• [Exercise description] Update the lines that follow by replacing "photo" with "image" and changing nothing else. Leave the pictures out of your answer.

• [Given data]

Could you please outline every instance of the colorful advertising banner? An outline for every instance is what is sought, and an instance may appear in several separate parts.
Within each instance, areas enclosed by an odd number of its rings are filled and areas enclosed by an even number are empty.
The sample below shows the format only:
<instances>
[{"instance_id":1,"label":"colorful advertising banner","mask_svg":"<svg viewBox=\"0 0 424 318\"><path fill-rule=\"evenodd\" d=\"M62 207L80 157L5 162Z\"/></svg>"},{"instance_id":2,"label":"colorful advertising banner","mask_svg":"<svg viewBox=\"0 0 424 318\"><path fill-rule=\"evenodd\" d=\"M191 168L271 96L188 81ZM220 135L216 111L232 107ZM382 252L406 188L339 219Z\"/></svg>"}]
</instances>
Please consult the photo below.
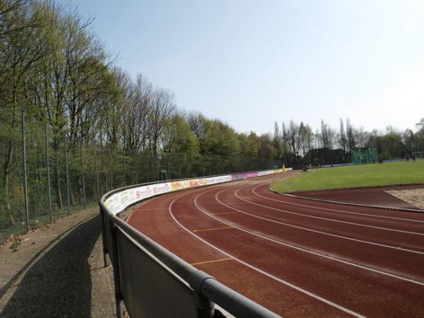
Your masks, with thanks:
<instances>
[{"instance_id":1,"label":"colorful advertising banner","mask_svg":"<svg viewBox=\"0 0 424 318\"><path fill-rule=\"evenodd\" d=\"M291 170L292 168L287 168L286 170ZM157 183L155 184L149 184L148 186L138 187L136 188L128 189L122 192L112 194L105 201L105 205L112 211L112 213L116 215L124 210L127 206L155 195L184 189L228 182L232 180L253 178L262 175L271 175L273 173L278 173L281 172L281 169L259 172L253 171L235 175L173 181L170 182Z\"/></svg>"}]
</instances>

• [Reply to the exercise]
Could you please outline every instance of the colorful advertising banner? An outline for every instance is what is sought, and an instance may appear in several separate parts.
Within each instance, areas enclosed by an odd number of its rings are filled and areas enclosed by an even number are empty.
The sample below shows the format only:
<instances>
[{"instance_id":1,"label":"colorful advertising banner","mask_svg":"<svg viewBox=\"0 0 424 318\"><path fill-rule=\"evenodd\" d=\"M62 207L80 157L5 162Z\"/></svg>"},{"instance_id":2,"label":"colorful advertising banner","mask_svg":"<svg viewBox=\"0 0 424 318\"><path fill-rule=\"evenodd\" d=\"M191 168L271 96L188 81ZM220 135L216 111L232 107ZM382 252L406 188L339 219Z\"/></svg>"}]
</instances>
Please consult the image below.
Your masks, with thanks:
<instances>
[{"instance_id":1,"label":"colorful advertising banner","mask_svg":"<svg viewBox=\"0 0 424 318\"><path fill-rule=\"evenodd\" d=\"M291 170L292 168L287 168L286 170ZM157 183L155 184L149 184L148 186L138 187L136 188L128 189L122 192L112 194L105 201L105 205L112 211L112 213L116 215L124 210L127 206L155 195L184 189L228 182L232 180L253 178L262 175L271 175L273 173L278 173L281 172L281 169L259 172L253 171L235 175L173 181L170 182Z\"/></svg>"}]
</instances>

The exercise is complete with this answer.